__Shape boundary entries__:
----
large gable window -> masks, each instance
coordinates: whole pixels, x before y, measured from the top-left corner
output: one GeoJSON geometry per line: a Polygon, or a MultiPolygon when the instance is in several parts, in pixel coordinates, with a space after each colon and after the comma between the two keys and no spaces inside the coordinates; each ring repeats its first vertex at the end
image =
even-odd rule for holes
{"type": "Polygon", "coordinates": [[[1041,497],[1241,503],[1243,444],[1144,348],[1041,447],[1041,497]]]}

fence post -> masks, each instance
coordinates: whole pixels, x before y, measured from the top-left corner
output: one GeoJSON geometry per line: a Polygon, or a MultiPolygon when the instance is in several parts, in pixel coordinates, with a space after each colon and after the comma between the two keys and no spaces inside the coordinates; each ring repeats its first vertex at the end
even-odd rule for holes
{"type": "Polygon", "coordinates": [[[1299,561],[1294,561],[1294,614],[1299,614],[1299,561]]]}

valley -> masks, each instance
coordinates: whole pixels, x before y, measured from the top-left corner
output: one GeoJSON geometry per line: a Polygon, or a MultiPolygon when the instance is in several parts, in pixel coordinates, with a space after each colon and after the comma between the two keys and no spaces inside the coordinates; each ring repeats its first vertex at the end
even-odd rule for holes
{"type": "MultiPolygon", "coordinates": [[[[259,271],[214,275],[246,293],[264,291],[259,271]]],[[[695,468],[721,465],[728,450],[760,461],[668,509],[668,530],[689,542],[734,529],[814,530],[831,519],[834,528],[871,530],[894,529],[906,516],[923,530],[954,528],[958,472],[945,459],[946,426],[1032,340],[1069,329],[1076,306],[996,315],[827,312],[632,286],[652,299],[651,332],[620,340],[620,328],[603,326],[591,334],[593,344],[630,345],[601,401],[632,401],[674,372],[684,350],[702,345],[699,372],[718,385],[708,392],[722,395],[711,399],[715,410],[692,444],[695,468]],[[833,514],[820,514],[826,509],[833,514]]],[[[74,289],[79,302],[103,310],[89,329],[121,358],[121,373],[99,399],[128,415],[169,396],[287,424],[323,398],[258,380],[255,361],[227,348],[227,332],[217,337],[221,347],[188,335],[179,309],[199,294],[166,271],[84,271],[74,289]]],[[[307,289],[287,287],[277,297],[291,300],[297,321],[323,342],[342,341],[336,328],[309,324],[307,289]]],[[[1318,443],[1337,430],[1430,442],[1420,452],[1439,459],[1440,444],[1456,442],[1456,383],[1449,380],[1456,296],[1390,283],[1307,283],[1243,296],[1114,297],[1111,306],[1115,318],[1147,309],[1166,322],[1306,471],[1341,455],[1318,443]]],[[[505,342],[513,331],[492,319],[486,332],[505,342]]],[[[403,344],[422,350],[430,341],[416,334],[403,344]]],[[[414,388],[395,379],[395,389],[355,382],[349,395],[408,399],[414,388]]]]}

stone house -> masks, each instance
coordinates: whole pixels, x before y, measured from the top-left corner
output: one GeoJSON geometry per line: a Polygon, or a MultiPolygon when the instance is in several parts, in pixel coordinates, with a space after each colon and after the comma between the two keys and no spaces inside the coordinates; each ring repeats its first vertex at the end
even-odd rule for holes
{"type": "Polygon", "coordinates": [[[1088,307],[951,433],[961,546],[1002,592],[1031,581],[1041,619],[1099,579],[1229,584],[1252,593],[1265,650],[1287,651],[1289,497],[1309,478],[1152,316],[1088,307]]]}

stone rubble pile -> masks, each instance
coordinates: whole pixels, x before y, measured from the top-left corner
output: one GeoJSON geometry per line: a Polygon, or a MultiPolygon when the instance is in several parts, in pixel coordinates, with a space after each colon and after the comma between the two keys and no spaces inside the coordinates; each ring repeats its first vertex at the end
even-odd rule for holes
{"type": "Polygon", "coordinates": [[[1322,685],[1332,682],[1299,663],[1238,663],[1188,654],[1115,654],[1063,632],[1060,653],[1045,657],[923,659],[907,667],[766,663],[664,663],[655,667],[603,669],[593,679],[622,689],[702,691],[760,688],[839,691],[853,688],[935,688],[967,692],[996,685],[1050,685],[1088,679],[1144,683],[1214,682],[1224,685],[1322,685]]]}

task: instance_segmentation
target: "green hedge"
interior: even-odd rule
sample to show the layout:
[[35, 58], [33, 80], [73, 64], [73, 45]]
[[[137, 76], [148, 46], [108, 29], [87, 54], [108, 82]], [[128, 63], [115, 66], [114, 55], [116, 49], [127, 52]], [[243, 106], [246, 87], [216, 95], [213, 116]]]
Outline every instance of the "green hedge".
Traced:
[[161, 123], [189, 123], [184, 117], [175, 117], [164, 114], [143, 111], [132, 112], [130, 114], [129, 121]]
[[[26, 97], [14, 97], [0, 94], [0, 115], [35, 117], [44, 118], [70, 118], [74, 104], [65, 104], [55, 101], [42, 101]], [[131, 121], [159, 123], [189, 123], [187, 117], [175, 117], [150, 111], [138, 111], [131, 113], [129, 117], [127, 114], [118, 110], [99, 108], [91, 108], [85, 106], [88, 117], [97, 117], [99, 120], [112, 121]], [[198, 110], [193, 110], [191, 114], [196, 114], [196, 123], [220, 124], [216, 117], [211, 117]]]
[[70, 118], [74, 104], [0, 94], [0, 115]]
----
__AIM OF THE TASK__: Count the lines in the rows above that contain the string "green", treating uppercase and lowercase as different. Give only the number.

__EXERCISE RESPONSE__: 2